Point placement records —

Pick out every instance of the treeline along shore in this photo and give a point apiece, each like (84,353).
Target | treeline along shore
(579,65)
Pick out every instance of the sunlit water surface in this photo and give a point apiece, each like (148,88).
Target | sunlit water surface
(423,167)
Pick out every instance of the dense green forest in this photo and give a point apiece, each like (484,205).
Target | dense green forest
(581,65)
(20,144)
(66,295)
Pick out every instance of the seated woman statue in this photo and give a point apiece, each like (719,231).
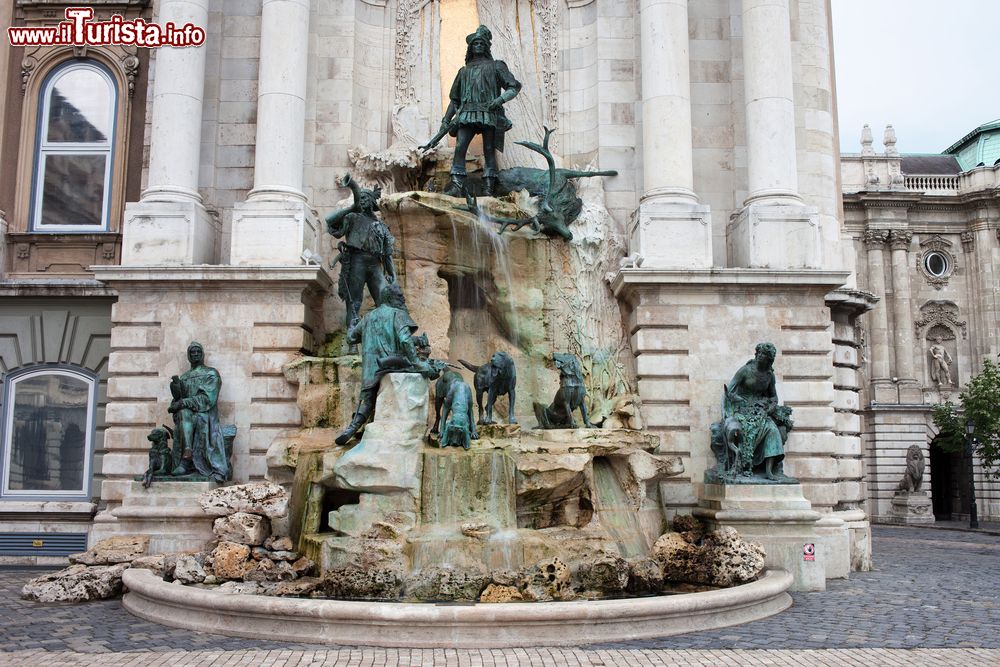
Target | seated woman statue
(752,399)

Problem — Give back, word for word, the lines from the line that contains "Pick out every instance of the sunlit" through the last line of the records, with no pictures and nothing else.

Output below —
Pick out every instance of the sunlit water surface in this photo and give a point apiece, each like (148,88).
Target | sunlit water surface
(423,167)
Pick out every instance of the dense green forest in this photo and give a point apiece, each like (484,205).
Target | dense green forest
(581,65)
(20,144)
(66,295)
Pick out every instance of the seated woman statue in this photo and give a point apiece, each like (719,231).
Target | seated woman statue
(752,399)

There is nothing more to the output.